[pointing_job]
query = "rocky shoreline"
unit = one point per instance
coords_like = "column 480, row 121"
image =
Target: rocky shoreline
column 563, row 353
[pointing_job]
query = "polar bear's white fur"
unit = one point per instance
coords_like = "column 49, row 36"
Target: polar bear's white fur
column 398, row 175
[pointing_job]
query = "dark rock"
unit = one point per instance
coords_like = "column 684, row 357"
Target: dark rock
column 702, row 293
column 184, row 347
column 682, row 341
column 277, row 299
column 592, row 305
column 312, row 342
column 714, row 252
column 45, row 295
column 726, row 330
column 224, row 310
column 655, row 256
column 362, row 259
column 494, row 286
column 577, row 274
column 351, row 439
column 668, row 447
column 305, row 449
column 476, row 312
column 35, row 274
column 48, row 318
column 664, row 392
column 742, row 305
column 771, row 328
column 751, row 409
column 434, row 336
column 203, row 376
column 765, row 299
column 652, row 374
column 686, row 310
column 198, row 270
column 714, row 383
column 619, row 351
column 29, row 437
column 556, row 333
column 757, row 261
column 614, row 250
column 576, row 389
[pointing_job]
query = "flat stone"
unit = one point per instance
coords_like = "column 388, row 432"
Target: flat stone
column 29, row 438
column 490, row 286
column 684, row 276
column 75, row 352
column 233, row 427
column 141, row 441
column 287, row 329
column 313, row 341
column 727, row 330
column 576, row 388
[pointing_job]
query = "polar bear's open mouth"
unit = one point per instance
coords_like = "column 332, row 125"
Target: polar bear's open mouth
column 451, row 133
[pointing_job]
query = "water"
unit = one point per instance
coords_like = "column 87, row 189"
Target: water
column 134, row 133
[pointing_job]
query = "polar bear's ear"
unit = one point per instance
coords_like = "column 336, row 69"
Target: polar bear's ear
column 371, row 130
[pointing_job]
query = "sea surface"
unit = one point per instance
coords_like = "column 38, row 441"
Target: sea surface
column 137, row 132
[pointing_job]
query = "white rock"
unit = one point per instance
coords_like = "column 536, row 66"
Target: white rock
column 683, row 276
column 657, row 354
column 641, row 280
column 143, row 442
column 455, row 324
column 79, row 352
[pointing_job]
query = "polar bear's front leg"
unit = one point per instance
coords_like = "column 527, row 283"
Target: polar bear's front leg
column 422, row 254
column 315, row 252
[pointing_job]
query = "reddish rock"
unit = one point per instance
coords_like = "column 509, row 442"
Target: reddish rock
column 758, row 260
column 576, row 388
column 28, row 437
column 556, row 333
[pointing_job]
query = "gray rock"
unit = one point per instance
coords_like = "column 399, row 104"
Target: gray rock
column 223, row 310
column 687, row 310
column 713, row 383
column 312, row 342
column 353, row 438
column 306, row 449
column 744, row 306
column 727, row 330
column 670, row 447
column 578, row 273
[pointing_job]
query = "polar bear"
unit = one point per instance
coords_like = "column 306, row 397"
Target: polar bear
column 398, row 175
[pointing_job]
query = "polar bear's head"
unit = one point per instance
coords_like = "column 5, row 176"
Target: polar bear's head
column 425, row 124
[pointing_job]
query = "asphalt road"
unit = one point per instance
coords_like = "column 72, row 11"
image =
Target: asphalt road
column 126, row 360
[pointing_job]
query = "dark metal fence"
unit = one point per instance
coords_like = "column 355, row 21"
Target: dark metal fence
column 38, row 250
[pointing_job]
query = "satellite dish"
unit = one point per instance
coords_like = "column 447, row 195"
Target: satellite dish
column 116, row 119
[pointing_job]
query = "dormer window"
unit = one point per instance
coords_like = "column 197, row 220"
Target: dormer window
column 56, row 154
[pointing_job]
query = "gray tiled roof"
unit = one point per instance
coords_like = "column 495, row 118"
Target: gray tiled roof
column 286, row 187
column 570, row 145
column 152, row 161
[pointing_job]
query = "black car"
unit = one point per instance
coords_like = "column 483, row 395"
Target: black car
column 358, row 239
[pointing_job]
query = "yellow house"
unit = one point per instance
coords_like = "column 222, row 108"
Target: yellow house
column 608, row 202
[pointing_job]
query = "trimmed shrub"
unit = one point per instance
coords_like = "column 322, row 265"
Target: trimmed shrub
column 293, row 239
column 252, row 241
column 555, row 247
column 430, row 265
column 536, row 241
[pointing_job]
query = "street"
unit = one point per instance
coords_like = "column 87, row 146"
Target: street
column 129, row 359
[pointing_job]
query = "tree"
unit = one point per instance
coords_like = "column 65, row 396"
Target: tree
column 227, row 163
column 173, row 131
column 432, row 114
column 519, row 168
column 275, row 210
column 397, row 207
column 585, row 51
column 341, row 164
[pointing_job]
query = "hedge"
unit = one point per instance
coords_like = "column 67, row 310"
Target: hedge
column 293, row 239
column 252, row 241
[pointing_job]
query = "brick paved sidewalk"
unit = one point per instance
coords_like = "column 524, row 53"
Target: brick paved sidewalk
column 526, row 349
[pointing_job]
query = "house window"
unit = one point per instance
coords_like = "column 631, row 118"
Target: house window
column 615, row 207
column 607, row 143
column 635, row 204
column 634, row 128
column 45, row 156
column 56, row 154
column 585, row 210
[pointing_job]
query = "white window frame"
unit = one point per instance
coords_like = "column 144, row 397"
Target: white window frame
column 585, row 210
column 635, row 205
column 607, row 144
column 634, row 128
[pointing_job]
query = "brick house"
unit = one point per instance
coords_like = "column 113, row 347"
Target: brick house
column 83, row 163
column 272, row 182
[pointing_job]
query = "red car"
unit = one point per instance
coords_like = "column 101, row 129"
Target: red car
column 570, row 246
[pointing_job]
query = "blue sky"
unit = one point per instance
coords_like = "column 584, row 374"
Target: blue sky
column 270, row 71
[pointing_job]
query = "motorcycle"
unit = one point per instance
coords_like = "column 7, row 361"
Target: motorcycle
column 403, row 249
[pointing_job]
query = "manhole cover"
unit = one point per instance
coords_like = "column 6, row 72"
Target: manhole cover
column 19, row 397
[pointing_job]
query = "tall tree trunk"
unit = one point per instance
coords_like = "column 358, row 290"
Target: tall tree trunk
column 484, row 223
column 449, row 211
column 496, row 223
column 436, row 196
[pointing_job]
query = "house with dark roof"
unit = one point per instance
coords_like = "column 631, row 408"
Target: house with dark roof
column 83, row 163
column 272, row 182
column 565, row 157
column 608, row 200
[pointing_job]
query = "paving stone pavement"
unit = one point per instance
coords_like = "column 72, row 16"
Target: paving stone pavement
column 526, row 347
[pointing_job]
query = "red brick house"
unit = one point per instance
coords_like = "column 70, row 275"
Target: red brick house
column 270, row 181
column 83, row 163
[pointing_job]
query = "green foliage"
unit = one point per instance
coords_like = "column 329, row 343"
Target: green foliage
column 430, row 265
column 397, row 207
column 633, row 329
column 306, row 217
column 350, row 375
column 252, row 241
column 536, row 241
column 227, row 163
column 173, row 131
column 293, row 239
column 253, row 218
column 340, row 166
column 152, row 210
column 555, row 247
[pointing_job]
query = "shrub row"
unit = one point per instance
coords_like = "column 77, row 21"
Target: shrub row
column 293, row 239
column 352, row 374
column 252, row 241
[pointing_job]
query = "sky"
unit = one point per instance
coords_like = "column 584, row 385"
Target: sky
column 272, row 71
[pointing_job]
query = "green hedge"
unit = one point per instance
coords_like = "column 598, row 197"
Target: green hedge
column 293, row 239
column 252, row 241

===============

**Brief:**
Copy every line from the entries above that contains the word "green".

**Exercise answer:**
query = "green foliage"
Target: green foliage
query = "green hedge"
Target: green hedge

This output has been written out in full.